_Given problem_
Lay out the lines of the data below as a JSON list of strings, one string per line, leaving out blank lines. Include only the lines from the one containing "the white kitchen" through the end of the data, both ends included.

Object position labeling data
* start *
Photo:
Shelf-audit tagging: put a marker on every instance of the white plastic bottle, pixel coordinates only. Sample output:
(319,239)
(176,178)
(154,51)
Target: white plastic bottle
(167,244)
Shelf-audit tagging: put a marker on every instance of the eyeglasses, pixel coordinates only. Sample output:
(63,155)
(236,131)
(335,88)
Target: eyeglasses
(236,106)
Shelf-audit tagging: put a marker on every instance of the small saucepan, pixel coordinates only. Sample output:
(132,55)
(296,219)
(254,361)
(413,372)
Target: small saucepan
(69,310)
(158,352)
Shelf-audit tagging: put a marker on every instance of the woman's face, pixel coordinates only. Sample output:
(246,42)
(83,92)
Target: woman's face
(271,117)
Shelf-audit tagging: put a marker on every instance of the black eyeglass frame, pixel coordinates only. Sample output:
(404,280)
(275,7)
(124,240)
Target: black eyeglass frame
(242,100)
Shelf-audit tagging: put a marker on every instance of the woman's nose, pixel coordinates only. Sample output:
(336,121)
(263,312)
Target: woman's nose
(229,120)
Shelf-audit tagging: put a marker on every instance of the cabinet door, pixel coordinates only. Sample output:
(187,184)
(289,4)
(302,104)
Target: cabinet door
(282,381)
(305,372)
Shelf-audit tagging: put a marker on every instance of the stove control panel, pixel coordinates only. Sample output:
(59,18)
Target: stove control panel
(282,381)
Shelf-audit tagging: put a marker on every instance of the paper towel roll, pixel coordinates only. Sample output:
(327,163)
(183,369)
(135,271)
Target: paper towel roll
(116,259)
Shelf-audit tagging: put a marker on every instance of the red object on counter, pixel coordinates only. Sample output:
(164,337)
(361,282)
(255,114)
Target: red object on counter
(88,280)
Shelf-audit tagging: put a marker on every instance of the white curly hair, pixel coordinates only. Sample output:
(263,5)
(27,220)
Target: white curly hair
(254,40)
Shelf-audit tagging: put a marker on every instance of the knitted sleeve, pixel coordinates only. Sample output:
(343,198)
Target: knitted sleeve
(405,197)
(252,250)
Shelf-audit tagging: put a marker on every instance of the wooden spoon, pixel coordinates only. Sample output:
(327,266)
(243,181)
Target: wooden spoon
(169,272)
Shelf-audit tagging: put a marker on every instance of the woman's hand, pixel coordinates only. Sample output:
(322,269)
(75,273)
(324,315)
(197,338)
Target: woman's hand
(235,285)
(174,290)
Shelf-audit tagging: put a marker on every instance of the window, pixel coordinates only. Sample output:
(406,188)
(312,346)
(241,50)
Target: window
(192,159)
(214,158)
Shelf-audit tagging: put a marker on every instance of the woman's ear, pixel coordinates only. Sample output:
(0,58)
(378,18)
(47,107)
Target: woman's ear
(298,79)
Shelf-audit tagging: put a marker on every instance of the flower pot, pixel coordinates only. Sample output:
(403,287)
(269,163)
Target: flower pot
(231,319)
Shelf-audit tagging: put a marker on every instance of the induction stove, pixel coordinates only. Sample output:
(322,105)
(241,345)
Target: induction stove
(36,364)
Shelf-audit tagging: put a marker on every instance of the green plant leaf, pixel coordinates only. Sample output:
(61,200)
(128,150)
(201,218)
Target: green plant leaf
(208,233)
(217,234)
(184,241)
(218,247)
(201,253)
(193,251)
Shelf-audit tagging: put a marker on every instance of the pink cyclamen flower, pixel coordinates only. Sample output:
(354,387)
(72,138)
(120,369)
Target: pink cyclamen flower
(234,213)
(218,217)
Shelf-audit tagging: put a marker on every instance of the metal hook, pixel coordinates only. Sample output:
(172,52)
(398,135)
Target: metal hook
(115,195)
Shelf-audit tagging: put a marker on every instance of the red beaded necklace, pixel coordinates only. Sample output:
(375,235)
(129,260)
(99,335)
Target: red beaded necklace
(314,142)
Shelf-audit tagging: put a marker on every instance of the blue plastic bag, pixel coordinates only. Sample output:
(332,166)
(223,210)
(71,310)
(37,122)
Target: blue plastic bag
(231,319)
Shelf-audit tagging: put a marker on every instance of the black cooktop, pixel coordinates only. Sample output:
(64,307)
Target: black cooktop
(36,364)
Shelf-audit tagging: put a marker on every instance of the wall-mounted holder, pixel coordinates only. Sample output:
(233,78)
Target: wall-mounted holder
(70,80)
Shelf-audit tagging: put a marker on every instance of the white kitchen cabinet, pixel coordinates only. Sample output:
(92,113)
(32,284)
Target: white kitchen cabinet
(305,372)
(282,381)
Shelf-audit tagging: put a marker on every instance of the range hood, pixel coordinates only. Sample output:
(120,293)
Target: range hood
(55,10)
* end *
_Task response_
[
  "Shelf-audit tagging: put a marker on every instance of the white kitchen cabinet, pixel coordinates only. Sample output:",
  "(92,113)",
  "(32,284)",
  "Target: white kitchen cabinet",
  "(305,372)",
  "(282,381)",
  "Shelf-audit tagging: put a marker on every instance of the range hood, pixel coordinates only. Sample output:",
  "(120,293)",
  "Target: range hood",
  "(55,10)"
]